▶ [PASSAGE SHOWN]
I didn't know they had fraternities in Cuba.
I haven't read the article, only the bit posted above, but the truly sad thing is that Gutierrez was treated better in Castro's jails than our prisoners are treated in our overseas prisons. And the guys sent to Gitmo without charges or trial would have LOVED a three-year sentence; a three-year sentence would mean they were let out over six months ago.
Let's see: Guantanmo houses POWs. Prisoners who want totalitarianism. Camaguey houses political prisoners. Prisoners who want democracy. But Jennifer sees no difference. After all, they are all prisoners. I guess this is reality based thinking.
Let's see: Guantanmo houses POWs. Prisoners who want totalitarianism. Camaguey houses political prisoners. Prisoners who want democracy. But Jennifer sees no difference. After all, they are all prisoners. I guess this is reality based thinking.
Ass. Yes, they're both prisoners. Many, if not all, of those prisoners in Guantanamo never faced trial before they were imprisoned. We have no way of telling whether or not they want totalitarianism. And does it really matter? Do the political motives of prisoners make a difference, if their only crime is opposing the government that imprisoned them? Give me a fucking break. Talk about totalitarianism . . .
Wow, Jack, that's a wee bit of oversimplification. We don't know that about either group of prisoners.
Guantanamo surely does house some prisoners who want totalitarianism, but it surely also houses some prisoners who have a bad last name. Similarly, Camaguey surely does house advocates of democracy, but it surely also houses some prisoners who "deserve" to be there based on their actions.
So, yeah, they're all prisoners, and there's no place for torture while their guilt or innocence is determined.
In my America, we don't support torture. Period.
Jennifer,
You need to realize that it really isn't torture. You see, we're only protecting our citizens from evil terrorists! What Fidel Castro has achieved is much, much, better-a paradise of social justice! You can't do that without breaking a few eggs now, can you? I hereby sentence you to go back to college for a few years and take a bunch of political science classes until you get with the program on Cuba.

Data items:

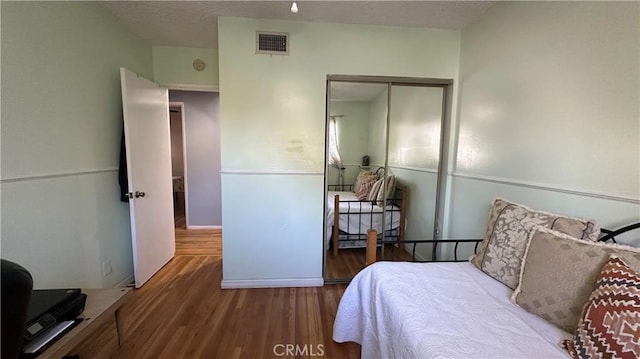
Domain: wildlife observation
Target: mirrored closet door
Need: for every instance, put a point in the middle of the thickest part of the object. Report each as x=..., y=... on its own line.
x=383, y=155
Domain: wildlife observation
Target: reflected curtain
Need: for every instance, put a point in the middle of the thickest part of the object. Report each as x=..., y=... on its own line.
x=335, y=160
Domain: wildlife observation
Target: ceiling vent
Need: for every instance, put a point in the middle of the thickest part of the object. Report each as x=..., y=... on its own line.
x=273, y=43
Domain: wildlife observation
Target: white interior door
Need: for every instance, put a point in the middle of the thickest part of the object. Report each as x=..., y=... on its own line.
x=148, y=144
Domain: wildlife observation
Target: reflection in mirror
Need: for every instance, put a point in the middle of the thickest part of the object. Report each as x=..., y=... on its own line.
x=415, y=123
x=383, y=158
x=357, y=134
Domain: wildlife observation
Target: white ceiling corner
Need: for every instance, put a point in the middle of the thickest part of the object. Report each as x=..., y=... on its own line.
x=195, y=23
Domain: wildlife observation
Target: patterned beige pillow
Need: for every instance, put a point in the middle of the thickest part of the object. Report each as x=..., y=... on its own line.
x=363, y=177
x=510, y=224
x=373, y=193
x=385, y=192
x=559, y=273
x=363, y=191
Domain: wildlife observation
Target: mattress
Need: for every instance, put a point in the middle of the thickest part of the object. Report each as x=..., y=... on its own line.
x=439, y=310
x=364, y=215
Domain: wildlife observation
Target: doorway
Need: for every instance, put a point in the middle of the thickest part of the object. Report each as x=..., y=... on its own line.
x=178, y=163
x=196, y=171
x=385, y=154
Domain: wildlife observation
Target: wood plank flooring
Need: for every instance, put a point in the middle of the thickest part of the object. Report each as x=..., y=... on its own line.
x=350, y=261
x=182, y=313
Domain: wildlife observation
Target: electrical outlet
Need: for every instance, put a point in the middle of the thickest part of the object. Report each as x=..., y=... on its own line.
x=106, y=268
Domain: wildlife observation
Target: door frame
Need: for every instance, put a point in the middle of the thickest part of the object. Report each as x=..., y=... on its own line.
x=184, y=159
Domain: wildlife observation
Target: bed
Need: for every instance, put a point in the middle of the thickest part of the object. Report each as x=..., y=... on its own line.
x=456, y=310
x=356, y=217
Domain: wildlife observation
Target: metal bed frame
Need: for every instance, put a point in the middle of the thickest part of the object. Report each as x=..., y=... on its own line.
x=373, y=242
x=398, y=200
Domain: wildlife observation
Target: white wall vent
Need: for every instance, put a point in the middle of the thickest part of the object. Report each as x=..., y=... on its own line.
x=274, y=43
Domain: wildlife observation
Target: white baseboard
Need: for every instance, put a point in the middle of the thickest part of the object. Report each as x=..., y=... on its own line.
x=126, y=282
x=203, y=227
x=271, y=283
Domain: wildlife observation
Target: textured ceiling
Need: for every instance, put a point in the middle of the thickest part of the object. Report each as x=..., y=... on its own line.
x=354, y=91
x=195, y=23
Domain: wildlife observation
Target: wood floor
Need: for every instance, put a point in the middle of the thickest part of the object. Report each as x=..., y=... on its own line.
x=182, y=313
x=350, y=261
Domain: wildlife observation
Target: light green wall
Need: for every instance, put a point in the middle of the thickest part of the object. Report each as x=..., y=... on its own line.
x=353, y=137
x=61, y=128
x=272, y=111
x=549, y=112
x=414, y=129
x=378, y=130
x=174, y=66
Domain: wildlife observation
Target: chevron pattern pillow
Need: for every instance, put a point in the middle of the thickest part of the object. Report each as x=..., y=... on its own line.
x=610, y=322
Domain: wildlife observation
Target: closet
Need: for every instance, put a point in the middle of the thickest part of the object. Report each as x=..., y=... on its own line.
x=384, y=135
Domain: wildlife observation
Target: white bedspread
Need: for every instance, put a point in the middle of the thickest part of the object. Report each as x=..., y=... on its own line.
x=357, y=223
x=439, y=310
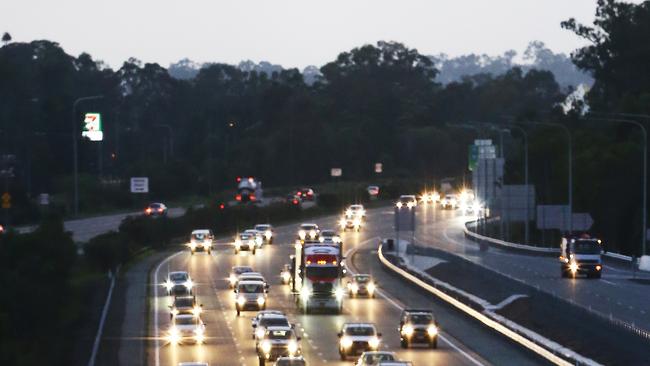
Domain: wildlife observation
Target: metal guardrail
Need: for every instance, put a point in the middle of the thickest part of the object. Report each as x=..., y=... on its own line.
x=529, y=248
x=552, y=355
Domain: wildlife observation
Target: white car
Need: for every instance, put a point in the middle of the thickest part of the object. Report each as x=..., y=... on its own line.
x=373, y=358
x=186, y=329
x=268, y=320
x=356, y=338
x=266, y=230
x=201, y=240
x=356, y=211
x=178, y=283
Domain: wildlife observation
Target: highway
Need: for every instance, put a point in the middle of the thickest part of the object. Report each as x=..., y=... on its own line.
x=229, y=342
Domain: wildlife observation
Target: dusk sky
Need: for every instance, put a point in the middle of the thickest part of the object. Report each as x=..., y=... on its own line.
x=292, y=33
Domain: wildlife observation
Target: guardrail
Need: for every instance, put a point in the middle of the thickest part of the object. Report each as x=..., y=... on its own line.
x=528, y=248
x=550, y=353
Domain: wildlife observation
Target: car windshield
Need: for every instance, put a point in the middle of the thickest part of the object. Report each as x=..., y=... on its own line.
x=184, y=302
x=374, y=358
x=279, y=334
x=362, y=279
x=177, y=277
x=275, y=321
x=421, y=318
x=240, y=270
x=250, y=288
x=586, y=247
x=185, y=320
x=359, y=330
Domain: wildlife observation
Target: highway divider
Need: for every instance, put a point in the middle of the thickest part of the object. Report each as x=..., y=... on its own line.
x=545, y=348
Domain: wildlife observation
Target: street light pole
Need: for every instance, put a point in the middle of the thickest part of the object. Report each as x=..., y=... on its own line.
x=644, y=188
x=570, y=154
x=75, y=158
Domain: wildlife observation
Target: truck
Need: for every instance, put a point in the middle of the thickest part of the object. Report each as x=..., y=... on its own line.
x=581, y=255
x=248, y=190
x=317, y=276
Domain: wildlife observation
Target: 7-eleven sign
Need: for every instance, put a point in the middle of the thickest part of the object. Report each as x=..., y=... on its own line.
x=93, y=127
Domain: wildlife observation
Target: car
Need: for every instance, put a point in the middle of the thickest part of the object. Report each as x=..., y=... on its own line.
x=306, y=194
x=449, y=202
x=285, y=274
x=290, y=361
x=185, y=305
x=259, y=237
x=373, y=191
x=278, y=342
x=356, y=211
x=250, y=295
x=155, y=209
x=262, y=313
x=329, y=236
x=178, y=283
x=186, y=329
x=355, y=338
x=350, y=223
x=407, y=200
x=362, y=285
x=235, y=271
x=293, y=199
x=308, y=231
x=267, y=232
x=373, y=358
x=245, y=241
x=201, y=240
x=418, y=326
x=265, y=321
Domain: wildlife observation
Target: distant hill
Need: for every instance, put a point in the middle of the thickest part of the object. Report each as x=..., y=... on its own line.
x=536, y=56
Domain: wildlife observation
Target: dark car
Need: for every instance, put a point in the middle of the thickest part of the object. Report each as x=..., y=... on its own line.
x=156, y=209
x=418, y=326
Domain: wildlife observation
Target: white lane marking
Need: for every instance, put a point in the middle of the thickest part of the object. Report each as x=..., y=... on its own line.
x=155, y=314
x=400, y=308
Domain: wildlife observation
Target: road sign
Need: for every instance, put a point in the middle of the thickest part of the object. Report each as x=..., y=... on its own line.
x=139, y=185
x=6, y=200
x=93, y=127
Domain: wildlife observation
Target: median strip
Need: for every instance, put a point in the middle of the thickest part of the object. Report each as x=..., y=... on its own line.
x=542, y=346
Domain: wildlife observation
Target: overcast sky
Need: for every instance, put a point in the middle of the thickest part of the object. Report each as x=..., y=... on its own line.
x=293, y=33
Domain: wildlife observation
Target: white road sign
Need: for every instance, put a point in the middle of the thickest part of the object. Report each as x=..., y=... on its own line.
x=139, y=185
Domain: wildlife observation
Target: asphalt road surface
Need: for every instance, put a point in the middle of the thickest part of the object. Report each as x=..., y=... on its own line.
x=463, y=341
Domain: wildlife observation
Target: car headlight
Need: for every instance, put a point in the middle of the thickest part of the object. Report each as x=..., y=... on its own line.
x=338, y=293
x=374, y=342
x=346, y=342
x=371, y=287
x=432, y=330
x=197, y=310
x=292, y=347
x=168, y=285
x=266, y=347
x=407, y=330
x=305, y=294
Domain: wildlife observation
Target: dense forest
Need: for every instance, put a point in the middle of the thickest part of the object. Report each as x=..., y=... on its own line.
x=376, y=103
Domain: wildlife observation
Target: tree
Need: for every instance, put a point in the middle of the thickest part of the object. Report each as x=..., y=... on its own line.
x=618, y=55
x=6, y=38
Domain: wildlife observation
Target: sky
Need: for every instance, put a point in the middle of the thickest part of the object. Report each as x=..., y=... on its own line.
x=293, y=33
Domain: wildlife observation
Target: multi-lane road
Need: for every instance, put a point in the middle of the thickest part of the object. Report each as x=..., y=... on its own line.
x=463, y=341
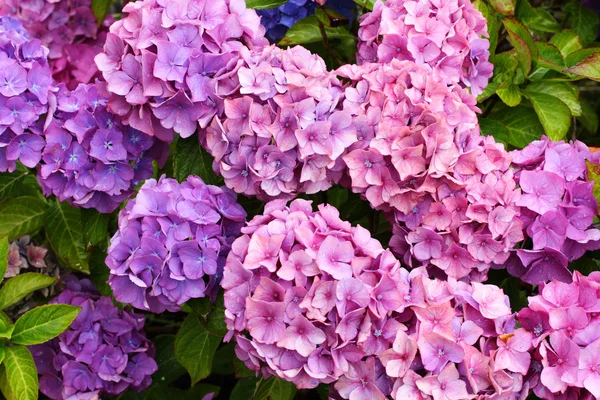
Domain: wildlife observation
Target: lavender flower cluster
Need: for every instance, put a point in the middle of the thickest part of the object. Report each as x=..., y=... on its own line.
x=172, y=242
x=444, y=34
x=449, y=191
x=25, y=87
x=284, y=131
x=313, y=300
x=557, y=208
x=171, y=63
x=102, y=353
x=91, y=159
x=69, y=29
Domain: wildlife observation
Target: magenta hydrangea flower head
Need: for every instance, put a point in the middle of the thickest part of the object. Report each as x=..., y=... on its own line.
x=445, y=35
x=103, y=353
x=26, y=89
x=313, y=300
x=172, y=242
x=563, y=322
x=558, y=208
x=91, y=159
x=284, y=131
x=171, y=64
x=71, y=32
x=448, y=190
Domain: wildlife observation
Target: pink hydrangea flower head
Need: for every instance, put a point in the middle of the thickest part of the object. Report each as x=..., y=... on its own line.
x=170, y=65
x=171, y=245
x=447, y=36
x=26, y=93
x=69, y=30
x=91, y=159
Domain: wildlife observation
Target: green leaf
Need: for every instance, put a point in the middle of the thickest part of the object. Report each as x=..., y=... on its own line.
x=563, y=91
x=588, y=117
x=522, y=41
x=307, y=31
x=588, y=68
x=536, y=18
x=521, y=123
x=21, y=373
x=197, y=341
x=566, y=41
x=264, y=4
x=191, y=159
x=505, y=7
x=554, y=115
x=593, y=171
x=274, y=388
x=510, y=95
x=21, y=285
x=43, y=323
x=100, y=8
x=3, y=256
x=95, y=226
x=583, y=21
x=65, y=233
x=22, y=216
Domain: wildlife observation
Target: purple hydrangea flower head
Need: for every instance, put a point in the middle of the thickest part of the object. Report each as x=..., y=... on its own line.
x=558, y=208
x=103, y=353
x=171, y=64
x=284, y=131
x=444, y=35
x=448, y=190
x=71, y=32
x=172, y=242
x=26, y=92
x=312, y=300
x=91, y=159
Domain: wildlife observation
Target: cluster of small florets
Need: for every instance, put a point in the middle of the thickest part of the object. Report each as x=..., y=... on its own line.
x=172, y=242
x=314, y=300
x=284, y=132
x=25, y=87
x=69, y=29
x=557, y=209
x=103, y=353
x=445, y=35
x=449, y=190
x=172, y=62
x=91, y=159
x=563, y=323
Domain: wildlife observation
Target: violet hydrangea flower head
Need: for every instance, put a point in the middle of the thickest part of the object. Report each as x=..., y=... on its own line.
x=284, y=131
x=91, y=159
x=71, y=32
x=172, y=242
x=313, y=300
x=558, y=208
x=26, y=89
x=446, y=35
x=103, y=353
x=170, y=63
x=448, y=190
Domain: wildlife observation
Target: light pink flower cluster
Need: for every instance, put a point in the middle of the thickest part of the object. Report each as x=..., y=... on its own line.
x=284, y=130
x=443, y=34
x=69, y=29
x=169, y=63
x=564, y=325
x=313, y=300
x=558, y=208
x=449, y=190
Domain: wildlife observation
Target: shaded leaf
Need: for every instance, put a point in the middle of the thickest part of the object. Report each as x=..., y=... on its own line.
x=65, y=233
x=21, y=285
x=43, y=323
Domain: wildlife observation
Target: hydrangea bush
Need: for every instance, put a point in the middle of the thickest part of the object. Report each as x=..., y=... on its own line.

▶ [PROMPT A]
Answer these questions about the comment thread on prisoners:
(i) Who does one commenter say was treated better in Castro's jails than prisoners in overseas US prisons?
(ii) What kind of prisoners does the thread say Camaguey houses?
(iii) What does one commenter say about torture "In my America"?
▶ [PROMPT B] Carry on the comment thread on prisoners from its final comment, adding what comes next.
None of the data has any bearing on what is asked here.

▶ [EXERCISE RESPONSE A]
(i) Gutierrez
(ii) Political prisoners, described as prisoners who want democracy
(iii) That we don't support torture, period

▶ [EXERCISE RESPONSE B]
(Sorry- the subject of Cuba makes me feel like my head's going to explode. Rant over now).
Guantanmo houses POWs. Prisoners who want totalitarianism.
Tell me jack, do kids in their early teens also qualify as POWs who want totalitarianism.
"But. . .but. . .but. . .keeping people naked and chained for days at a time isn't torture! Hanging them from the ceiling by their wrists isn't torture! Beating them isn't torture! If it were, that would mean we Americans were torturing people in our War on Terror prison camps, which is clearly impossible since we can do no wrong!"
I realize I'm walking a tightrope here, but I don't know that we have demonstrated that: a) torture in US maintained camps was institutional or widespread or b) that what is occurring is of qualitative similarity to a Fidel prison camp.
I'm not saying that torture certainly didn't occur, and US forces certainly can be guilty of such, but my feeling is that there is a libertarian inclinantion to make no distinctions between a gulag and gitmo, and I doubt very seriously if the experience of prisoners was remotely the same. It is an easy argument to make because no one wants to be on record defending torture, but you need to be careful here.
I invite you to read Andy McNabb's account of his experience as an Iraqi POW in Bravo Two-Zero. I've heard no accounts of anything approaching that.
LisaMarie-
I sympathize with your feelings about Cuba. And as a Castro-hating freedom-loving person, it makes me sick to realize that, in at least this one regard, Castro is, in fact, behaving less badly than we are.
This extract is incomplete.